* Given entries *

___

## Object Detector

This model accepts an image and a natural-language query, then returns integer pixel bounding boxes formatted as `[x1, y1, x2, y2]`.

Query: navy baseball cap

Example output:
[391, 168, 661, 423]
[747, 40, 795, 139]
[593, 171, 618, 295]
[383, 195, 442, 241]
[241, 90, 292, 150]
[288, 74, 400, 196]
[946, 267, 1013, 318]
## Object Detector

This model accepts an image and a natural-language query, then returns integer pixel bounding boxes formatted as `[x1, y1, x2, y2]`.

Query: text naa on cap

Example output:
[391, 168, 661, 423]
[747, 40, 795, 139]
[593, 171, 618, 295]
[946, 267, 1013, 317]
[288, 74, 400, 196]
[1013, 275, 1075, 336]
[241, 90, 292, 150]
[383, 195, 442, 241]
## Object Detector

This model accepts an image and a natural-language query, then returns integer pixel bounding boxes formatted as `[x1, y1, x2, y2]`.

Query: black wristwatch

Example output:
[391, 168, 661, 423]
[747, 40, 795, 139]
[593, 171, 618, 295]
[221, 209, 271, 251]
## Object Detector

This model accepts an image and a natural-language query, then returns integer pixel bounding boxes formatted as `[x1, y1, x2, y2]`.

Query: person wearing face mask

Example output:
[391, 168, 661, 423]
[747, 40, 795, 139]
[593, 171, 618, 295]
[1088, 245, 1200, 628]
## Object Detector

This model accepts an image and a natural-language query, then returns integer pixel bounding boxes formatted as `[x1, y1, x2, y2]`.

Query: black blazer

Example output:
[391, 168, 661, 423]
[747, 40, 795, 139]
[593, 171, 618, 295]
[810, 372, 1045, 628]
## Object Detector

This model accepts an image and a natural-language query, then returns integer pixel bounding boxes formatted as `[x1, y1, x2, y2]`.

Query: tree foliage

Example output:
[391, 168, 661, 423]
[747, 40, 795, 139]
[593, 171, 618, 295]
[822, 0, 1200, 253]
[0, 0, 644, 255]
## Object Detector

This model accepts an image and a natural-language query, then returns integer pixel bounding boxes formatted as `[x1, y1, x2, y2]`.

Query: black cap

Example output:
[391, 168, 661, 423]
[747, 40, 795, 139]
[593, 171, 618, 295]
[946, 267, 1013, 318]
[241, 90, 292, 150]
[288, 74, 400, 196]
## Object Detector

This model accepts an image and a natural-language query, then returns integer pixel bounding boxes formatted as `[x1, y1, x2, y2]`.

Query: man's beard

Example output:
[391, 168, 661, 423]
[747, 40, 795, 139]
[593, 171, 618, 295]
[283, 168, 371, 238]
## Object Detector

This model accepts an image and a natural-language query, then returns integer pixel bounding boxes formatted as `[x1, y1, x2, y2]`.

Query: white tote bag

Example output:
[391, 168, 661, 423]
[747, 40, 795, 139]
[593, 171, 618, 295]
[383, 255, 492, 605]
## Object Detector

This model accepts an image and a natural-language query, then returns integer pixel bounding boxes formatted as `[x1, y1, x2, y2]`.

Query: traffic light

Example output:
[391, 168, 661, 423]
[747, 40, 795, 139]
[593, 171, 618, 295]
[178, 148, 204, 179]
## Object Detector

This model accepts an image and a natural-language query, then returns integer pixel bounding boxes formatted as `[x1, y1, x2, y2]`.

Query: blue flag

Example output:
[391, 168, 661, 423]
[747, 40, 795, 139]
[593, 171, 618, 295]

___

* Your task *
Which lines above contain the word "black"? Show each of them in full.

* In response *
Query: black wristwatch
Query: black blazer
Query: black cap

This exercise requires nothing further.